** Aufgabenstellung **
Fassen Sie den Artikel über den Brics-Gipfel und den Kredit für die Ukraine in drei Sätzen zusammen.

** Textauszug **
----------
Gipfelfest für Russland, 50 Milliarden für die Ukraine

Brics

Russlands Präsident Putin begrüsst in Kasan den indischen Präsidenten Modi. (Foto: Brics 2024)

Kasan/Kiew/Washington – Während Russlands Präsident Wladimir Putin pompös das Brics-Gipfeltreffen aufstrebender Industrienationen in seinem Land zelebriert, wollen die G7-Demokratien einen Milliardenkredit für die angegriffene Ukraine auf den Weg bringen. Der gemeinsam mit der EU ermöglichte Kredit von 50 Milliarden US-Dollar (46 Mrd. Euro) soll durch Zinsen auf eingefrorenes russisches Staatsvermögen abgesichert werden. Die USA wollten sich mit 20 Milliarden Dollar beteiligen, sagte US-Finanzministerin Janet Yellen in Washington. Damit ist ein Durchbruch für die Riesen-Finanzhilfe absehbar.

Der deutsche Finanzminister Christian Lindner begrüsste die Entscheidung der USA: «Das macht den Weg frei auch für die Unterstützung der Europäischen Union in einer Grössenordnung von 18 Milliarden Euro» – umgerechnet also ebenfalls rund 20 Milliarden Dollar. Weitere 10 Milliarden Dollar sollen von Grossbritannien, Japan und Kanada gestemmt werden.

Bei dem unter strengen Sicherheitsvorkehrungen veranstalteten Brics-Gipfel in der 700 Kilometer östlich von Moskau gelegenen Millionenstadt Kasan stehen am Mittwoch Plenarsitzungen auf dem Programm. Gastgeber Putin nutzt das Treffen, um zu demonstrieren, dass er auch zweieinhalb Jahre nach Beginn des von ihm befohlenen Angriffskrieges gegen die Ukraine international nicht isoliert ist.

Die Abkürzung Brics steht für die Anfangsbuchstaben der ersten fünf Mitglieder der Staatengruppe: Brasilien, Russland, Indien, China und Südafrika. Putin widmete den ersten Gipfeltag am Dienstag bilateralen Gesprächen mit den Staats- und Regierungschefs dieses engeren Kreises. Dabei war nach Angaben des Kreml immer wieder auch die Ukraine Thema.

Kreml: Brics-Gipfel zu Ukraine einig
Die Brics-Gruppe war zuletzt um den Iran, Ägypten, Äthiopien und die Vereinigten Arabischen Emirate gewachsen. Bei 13 weiteren interessierten Staaten werde über eine Mitgliedschaft gesprochen, sagte Putins aussenpolitischer Berater Juri Uschakow russischen Nachrichtenagenturen zufolge. Putin möchte die Staatengruppe zu einem Gegengewicht gegen die US-geführte Weltordnung machen. Allerdings folgen nicht alle Mitglieder diesem anti-westlichen Kurs Moskaus.

Als Ergebnis des Gipfeltreffens in Kasan wird eine politische Erklärung erwartet. Zur Ukraine sei eine Formulierung gefunden worden, die von allen Teilnehmer akzeptiert werde, sagte Uschakow. Einzelheiten nannte er nicht.
----------
** Gegebene Zeilen **
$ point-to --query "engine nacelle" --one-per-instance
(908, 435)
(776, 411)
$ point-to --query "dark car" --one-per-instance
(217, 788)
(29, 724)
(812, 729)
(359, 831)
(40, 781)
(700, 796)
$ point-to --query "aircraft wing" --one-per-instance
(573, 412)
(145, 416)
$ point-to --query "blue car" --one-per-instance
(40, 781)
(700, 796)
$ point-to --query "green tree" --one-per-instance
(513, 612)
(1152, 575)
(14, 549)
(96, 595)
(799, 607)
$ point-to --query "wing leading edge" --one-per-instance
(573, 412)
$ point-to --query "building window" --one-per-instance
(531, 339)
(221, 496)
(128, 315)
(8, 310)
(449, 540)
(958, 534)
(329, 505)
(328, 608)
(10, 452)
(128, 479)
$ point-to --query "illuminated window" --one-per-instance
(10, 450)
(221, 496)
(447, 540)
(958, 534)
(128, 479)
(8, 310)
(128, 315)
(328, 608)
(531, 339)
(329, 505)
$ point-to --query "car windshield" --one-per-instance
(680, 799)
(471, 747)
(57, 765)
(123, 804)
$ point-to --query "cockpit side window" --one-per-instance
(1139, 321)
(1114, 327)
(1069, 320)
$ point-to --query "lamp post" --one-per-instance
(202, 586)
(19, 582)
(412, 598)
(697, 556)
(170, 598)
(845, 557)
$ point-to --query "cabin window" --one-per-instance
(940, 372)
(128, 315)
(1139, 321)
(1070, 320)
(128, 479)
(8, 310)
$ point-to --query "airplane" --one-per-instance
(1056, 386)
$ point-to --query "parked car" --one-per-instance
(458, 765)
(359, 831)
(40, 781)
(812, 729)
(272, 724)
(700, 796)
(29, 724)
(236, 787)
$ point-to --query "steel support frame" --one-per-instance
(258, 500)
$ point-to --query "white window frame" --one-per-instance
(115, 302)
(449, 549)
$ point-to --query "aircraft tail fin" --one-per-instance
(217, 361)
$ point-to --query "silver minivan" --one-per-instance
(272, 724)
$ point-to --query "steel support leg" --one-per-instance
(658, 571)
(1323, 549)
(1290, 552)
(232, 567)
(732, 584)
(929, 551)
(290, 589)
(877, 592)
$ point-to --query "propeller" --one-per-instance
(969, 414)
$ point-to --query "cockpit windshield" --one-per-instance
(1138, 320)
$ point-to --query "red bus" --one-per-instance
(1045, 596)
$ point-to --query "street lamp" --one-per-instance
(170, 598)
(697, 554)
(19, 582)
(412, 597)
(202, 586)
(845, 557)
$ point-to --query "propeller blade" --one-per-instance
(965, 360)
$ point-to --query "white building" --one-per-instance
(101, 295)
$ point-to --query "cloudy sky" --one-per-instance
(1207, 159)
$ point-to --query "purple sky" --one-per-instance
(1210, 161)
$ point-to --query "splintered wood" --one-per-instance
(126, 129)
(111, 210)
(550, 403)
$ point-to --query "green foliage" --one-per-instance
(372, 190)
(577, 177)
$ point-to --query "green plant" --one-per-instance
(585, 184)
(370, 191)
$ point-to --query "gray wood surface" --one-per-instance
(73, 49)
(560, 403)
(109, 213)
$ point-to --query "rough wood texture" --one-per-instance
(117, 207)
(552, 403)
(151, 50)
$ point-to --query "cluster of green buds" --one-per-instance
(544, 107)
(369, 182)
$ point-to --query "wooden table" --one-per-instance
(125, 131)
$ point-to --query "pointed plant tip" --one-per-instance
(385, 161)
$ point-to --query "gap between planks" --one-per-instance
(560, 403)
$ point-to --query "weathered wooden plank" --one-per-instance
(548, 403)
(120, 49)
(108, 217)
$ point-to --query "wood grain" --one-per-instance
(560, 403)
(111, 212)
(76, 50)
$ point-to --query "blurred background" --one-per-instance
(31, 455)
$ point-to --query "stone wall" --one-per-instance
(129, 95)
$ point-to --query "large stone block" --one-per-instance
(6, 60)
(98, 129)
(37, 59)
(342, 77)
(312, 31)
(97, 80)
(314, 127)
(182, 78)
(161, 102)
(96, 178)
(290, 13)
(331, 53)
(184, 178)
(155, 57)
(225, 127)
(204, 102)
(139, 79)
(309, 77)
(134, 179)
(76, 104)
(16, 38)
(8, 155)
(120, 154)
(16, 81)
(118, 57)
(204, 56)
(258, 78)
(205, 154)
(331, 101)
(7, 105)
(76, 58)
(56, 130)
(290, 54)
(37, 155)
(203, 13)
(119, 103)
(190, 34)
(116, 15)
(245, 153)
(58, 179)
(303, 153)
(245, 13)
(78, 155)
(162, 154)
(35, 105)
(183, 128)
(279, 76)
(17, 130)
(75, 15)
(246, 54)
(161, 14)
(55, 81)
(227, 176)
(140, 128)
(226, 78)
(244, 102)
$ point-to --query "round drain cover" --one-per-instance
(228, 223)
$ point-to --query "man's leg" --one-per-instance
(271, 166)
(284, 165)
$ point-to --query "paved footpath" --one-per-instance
----------
** Antwort zur Aufgabe **
Während Putin in Kasan das Brics-Gipfeltreffen ausrichtet, wollen die G7-Demokratien gemeinsam mit der EU der Ukraine einen Kredit von 50 Milliarden US-Dollar ermöglichen, der durch Zinsen auf eingefrorenes russisches Staatsvermögen abgesichert werden soll. Die USA wollen sich mit 20 Milliarden Dollar beteiligen, die EU mit 18 Milliarden Euro, und weitere 10 Milliarden Dollar sollen Grossbritannien, Japan und Kanada aufbringen. Putin nutzt den Gipfel, um zu zeigen, dass er international nicht isoliert ist, und laut seinem Berater Uschakow wurde für die erwartete politische Erklärung eine von allen Teilnehmern akzeptierte Formulierung zur Ukraine gefunden.